Tasks for this exercise:
**1)** For the page on converting images to PDF with Python:
(a) What command installs the library?
(b) In the single-image example, what value are the page margins set to?
(c) In the multiple-images example, where in the PDF does each image go?
**2)** In two sentences, what does the page on converting images to PDF with Python explain?

Displaying items by tag: enpython

Thursday, 28 December 2023 03:47

Converting Image to PDF with Python: 4 Code Examples

PDF Convertor API for Python
Steps to Convert an Image to PDF
Convert an Image to a PDF Document
Convert Multiple Images to a PDF Document
Create a PDF from Multiple Images Customizing Page Margins
Create a PDF with Several Images per Page
Conclusion
See Also

Install with Pip

pip install Spire.PDF

Convert an Image to a PDF Document in Python

This code example converts an image file to a PDF document using the Spire.PDF for Python library by creating a blank document, adding a page with the same dimensions as the image, and drawing the image onto the page.

Python

from spire.pdf.common import *
from spire.pdf import *

# Create a PdfDocument object
doc = PdfDocument()

# Set the page margins to 0
doc.PageSettings.SetMargins(0.0)

# Load a particular image 
image = PdfImage.FromFile("C:\\Users\\Administrator\\Desktop\\Images\\img-1.jpg")
    
# Get the image width and height
width = image.PhysicalDimension.Width
height = image.PhysicalDimension.Height

# Add a page that has the same size as the image
page = doc.Pages.Add(SizeF(width, height))

# Draw image at (0, 0) of the page
page.Canvas.DrawImage(image, 0.0, 0.0, width, height)
      
# Save to file
doc.SaveToFile("output/ImageToPdf.pdf")
doc.Dispose()

Convert Image to PDF with Python

Convert Multiple Images to a PDF Document in python

This example illustrates how to convert a collection of images into a PDF document using Spire.PDF for Python. The following code snippet reads images from a specified folder, creates a PDF document, adds each image to a separate page in the PDF, and saves the resulting PDF file.

Python

from spire.pdf.common import *
from spire.pdf import *
import os

# Create a PdfDocument object
doc = PdfDocument()

# Set the page margins to 0
doc.PageSettings.SetMargins(0.0)

# Get the folder where the images are stored
path = "C:\\Users\\Administrator\\Desktop\\Images\\"
files = os.listdir(path)

Material:
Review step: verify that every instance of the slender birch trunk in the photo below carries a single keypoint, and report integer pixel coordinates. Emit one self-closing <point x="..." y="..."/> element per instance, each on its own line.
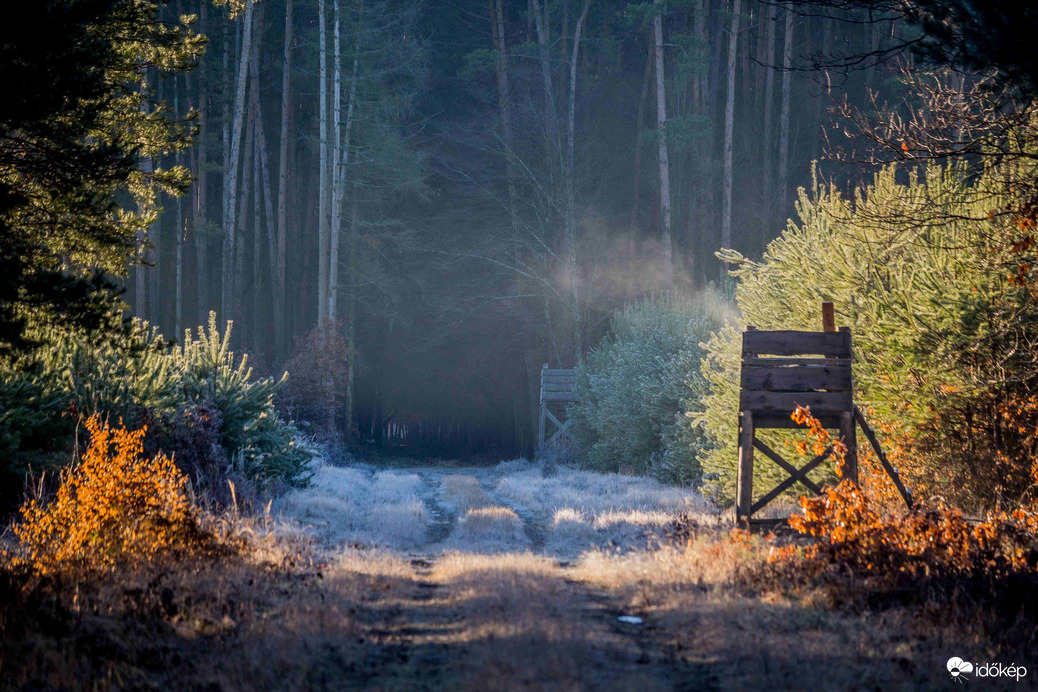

Expected answers:
**1)**
(a) pip install Spire.PDF
(b) 0 (0.0)
(c) Each image goes on a separate page.

**2)** The page shows how to convert images to PDF documents in Python with the Spire.PDF library, which is installed with pip. One example converts a single image by creating a blank document, adding a page the same size as the image, and drawing the image onto it, while another reads images from a folder and adds each one to a separate page of a single PDF.